*Required actions*
1) Can you quote everything in the blog excerpt on singleness and dating from "Monday, April 4, 2011" down to "Got me thinking..."?
2) Do these statements agree with the blog excerpt on singleness and dating? Answer yes or no for each and quote the deciding words. (a) The writer went out with four single girls to watch a play. (b) Most callers to Easy FM thought women who don't want kids are selfish and immature. (c) The guy the writer is smitten by is ten years younger than her.
3) Could you proceed with the blog excerpt on singleness and dating from where it stops?
[Excerpted text — start]
Well I've recently realized that I'm smitten by a guy 5 years younger than me. It's a lost cause from the offset, and I've told him as much. It may be because of my mindset or just the things he does (I swear you'd think he were 5!) but its doomed from the get go. I find it interesting though. I know about 5 gals my age going out with younger men with the ages ranging from a 5 -10 (!) year difference. I'm not sure how serious they are, but one wonders. Is it that we've gone desperate and anything would do? Is it that younger men are more sensitive? Is it that we're holding on to the dredges of youth and would do anything to hold on to that fleeting feeling of belonging to the era?

Whatever it is, I won't deny that I smiled at the thought and was entertained by the advances of a man so young.

Monday, May 23, 2011

Singleness *sigh*

Single women are their own worst enemies. To explain: The other day I went out with 4 single girls to watch a play. After that, we went out on the rave. In all this time, we only spoke and interacted with each other and people we knew. How really do we expect to get men? How now?

On the other hand though, I was having a discussion with a pal of mine who met her husband while in campus and we agreed that things aren't the same as they used to be. Getting a man is so much more difficult now. You see, when you're both students you look at the world with starry eyed wonder and nothing but great hope and optimism in the future. You'll be the best darned doctor/accountant/lawyer/farmer/anthropologist that the world has ever seen and you will be married by 25 with 3 kids by 30. You will work on making the world a better place. And your potential success is not a problem. If say, your studying Actuarial Science, you may drop out, so you're not necessarily a threat to the boys.

Fast forward a number of years later after you're established in your carrier (not nice carriers like nursing which presuppose that you're a caring being .. let's stick with the actuarial science example - cold, precise, impersonal). The average dude, even in the same profession or doing better than you tends to be somewhat threatened by you. That's not even talking of the guys who perceive you to be out of their league. Then God forbid you should get yourself a nice car or (gasp) start paying a mortgage! By so doing, you buy yourself a slot in the 'untouchable' category .. right up there next to Martha Karua! A male pal explained that that is just too much pressure on a dude ...

So what to do? Stick to the 'I'm a tea girl'!

Monday, April 4, 2011

Childless Women

On Easy FM in the morning jana, their topic of discussion was childless women. The question was whether it was normal for a woman to consciously decide that she didn't want kids. Whether there was something innately wrong with her. The examples used were of women who claimed not to want kids because they make too much noise ... I've however chanced upon women who know that they won't have kids saying that they lack the calling or the interest. Most callers were of the view that those women are selfish and immature. Got me thinking...
[Excerpted text — finish]
[Supplied material — start]
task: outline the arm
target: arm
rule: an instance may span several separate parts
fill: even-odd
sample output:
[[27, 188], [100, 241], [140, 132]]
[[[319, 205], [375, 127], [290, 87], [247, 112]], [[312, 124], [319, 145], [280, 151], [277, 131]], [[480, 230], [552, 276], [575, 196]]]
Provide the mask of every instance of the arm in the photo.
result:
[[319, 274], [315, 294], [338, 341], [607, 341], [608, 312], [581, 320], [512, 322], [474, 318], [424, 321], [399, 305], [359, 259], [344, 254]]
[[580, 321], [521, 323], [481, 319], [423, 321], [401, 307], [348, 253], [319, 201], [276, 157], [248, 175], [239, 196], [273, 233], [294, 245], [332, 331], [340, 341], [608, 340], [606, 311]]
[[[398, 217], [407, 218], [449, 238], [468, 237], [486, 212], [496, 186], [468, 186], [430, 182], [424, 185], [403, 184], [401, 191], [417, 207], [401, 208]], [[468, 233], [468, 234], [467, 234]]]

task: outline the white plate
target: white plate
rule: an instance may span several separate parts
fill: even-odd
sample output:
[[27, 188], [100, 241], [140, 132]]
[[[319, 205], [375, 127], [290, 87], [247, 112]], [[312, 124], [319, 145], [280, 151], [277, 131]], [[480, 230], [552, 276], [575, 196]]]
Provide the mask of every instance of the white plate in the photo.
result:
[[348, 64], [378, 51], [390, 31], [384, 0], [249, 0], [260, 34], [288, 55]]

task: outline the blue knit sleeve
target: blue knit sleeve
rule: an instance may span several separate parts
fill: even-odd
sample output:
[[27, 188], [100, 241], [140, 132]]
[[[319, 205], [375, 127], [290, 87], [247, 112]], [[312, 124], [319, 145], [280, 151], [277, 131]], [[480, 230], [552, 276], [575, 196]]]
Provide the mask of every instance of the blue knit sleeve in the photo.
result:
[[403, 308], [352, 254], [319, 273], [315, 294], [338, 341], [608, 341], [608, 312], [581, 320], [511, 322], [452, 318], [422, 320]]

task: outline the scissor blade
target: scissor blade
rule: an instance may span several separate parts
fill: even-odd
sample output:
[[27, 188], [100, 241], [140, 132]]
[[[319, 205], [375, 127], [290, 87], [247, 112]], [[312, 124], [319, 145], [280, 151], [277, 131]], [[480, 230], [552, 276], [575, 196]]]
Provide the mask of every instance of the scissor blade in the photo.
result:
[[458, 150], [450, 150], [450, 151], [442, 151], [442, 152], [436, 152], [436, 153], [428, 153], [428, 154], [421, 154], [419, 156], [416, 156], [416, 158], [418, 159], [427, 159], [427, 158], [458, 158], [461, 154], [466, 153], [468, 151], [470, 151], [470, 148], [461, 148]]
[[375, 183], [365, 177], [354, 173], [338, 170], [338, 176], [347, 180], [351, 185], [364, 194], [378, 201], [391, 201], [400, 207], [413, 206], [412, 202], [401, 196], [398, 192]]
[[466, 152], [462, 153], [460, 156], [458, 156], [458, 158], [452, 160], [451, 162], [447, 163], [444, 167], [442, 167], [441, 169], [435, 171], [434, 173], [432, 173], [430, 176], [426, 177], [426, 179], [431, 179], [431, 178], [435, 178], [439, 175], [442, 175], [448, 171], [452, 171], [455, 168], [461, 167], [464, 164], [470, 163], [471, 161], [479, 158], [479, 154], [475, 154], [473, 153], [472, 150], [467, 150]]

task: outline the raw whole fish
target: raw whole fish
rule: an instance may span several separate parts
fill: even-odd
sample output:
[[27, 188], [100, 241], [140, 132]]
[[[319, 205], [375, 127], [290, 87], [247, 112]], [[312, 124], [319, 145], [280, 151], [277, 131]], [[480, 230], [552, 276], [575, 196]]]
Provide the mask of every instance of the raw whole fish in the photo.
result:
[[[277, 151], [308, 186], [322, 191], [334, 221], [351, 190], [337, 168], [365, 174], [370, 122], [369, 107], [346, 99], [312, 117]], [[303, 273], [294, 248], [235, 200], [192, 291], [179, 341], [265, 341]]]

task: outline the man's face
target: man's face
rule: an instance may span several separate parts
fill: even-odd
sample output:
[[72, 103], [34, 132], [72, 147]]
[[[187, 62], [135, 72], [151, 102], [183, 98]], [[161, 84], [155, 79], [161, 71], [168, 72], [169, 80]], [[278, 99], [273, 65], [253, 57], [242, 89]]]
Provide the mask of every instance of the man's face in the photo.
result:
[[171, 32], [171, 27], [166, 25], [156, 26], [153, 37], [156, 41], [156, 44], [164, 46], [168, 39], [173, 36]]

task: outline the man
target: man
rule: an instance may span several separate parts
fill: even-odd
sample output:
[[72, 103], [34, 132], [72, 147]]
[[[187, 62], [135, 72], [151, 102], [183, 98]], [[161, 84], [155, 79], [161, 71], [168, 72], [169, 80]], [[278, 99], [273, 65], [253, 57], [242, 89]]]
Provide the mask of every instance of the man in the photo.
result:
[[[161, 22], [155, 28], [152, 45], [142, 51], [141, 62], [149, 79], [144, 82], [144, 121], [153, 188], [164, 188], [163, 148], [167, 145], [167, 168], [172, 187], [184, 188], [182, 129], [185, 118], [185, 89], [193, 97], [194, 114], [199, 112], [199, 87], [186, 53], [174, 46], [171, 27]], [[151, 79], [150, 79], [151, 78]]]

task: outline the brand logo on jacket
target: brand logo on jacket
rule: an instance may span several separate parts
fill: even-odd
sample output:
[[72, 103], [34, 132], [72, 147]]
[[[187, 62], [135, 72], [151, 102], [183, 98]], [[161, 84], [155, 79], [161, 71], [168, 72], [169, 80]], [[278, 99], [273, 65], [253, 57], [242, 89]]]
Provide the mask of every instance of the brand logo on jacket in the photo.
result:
[Supplied material — finish]
*Results for the exercise*
1)
Monday, April 4, 2011

Childless Women

On Easy FM in the morning jana, their topic of discussion was childless women. The question was whether it was normal for a woman to consciously decide that she didn't want kids. Whether there was something innately wrong with her. The examples used were of women who claimed not to want kids because they make too much noise ... I've however chanced upon women who know that they won't have kids saying that they lack the calling or the interest. Most callers were of the view that those women are selfish and immature. Got me thinking...

2)
(a) Yes: "The other day I went out with 4 single girls to watch a play."
(b) Yes: "Most callers were of the view that those women are selfish and immature."
(c) No: "I'm smitten by a guy 5 years younger than me."

3)
In my case, I don't have kids and am not in a hurry to get any. I realize that with my biological clock ticking away, it may be too late by the time I settle down and am ready for them. And that doesn't really bother me. I figure that adoption is always an option if need be. I wouldn't want to end up like those jungus who have nothing but their dogs to care for in their old age, but are kids the ultimate prize? Isn't it mean to have kids just for the sake of it? Aren't there enough of them suffering out there? Isn't it also mean to be 50 year old parents of pre-teens?

Maybe it's just a private decision that should be left thus.

Sunday, March 13, 2011

Relationships gone to Hell

I often think that it's very unfortunate being a chick. There should be a 3rd option which we should have the freedom to choose once were 21 (... well maybe 30). You see women love whole heartedly with all their being. They give their all and their soul to this person whom they have earmarked as their own.

Why is this a tragedy? Meet a few ladies below (names obviously false):

Mary - A girl from a rich family. She fell in love and dropped out of high school at form 3 to go live with her lover, a matatu tout no less. She got pregnant and was disowned by her family. Last I heard, she had 4 kids with this bloke, lived in a bedsitter in Eastleigh and he had so many wives/girlfriends that Akuku Danger (rest his soul in peace) would have been impressed. She loves him.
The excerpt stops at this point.